▽
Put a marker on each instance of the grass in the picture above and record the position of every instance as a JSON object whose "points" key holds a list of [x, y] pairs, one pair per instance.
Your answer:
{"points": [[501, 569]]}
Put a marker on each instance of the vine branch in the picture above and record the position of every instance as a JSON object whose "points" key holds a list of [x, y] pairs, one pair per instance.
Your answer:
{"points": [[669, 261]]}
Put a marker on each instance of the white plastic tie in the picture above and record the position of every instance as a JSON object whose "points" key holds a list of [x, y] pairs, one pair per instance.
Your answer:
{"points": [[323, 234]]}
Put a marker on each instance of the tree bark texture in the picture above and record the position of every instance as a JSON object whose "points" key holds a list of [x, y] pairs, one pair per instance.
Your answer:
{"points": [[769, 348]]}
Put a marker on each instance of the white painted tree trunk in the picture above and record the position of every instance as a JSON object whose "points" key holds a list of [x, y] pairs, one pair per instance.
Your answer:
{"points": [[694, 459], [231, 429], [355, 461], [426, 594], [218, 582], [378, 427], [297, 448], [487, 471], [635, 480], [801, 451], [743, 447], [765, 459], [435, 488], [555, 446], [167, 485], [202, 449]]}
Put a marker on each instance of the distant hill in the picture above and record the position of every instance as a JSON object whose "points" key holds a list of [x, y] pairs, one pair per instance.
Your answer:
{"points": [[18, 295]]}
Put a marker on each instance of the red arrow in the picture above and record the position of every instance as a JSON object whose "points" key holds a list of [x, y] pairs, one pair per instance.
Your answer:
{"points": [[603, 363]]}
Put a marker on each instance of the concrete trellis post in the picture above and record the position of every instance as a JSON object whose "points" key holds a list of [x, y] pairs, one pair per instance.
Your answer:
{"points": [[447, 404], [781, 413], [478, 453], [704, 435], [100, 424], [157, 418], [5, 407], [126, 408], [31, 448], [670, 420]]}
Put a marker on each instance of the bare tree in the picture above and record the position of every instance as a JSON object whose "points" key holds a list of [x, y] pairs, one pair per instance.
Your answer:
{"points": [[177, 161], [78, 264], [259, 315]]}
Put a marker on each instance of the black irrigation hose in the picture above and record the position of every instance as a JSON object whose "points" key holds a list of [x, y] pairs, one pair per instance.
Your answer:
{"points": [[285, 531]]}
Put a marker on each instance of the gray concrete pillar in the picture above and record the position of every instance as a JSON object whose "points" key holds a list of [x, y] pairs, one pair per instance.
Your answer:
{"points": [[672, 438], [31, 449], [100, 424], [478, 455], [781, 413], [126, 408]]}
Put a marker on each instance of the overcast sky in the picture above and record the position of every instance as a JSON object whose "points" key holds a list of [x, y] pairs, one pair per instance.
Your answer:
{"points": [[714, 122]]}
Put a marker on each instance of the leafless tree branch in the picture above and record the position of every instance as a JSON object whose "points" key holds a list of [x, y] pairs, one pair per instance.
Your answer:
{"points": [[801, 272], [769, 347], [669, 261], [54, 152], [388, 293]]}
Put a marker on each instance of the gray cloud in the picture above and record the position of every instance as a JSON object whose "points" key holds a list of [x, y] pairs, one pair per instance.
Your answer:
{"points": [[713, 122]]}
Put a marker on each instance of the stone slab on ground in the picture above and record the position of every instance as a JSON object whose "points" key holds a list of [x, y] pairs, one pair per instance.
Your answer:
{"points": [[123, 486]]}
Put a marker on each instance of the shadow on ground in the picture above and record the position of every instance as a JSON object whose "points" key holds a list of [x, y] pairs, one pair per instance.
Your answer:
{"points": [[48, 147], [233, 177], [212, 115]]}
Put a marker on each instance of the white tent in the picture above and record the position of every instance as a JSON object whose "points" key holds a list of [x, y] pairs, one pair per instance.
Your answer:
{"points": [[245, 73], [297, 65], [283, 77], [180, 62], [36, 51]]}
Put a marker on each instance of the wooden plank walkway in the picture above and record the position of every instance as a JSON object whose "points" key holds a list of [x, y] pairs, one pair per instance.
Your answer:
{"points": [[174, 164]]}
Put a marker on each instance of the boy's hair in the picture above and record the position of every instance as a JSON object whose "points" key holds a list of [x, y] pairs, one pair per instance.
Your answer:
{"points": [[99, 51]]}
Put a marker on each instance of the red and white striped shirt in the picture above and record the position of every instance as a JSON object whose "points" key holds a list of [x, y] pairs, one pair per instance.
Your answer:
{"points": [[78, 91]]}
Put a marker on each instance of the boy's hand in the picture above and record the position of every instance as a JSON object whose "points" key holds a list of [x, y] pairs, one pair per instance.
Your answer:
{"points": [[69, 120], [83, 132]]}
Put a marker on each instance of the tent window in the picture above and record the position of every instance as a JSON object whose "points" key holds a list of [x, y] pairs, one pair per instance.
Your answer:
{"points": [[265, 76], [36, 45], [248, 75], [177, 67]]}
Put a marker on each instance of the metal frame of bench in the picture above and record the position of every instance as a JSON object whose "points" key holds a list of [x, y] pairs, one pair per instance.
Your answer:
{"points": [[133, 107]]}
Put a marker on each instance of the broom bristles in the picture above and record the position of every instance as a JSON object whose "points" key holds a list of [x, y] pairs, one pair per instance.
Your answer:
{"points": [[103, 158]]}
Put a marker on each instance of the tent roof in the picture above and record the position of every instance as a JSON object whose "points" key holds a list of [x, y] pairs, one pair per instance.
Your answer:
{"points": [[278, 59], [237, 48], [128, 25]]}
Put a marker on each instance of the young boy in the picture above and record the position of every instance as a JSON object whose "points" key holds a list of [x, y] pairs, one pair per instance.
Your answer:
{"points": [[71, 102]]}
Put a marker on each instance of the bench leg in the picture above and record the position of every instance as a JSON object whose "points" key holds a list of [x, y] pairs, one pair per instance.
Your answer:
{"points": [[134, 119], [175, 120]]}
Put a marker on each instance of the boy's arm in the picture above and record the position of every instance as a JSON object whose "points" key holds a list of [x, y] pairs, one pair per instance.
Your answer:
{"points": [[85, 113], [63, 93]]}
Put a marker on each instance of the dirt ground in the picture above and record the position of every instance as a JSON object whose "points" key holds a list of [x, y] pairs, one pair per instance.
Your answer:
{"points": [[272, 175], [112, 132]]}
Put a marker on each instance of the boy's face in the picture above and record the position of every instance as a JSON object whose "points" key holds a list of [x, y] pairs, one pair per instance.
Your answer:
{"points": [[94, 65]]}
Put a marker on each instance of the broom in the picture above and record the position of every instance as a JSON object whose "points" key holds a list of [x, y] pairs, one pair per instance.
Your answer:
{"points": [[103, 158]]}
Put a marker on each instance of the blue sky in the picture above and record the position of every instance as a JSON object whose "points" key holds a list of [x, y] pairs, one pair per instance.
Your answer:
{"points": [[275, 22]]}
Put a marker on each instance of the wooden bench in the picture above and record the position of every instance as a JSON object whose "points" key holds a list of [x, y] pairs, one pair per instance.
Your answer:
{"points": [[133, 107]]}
△
Directions: Find the line containing "Put a marker on each instance of the blue". Reproduce it exactly, along with every line after it through the last.

Output for this task:
Put a marker on each instance of the blue sky in the picture above and record the position of every instance as a JSON object whose "points" key holds a list of [x, y] pairs, one pair per instance.
Your answer:
{"points": [[275, 22]]}
Put a marker on each instance of the wooden bench in the picture above and record the position of every instance as a JSON object whose "points" key holds a list of [x, y] pairs, one pair per instance.
Your answer:
{"points": [[133, 107]]}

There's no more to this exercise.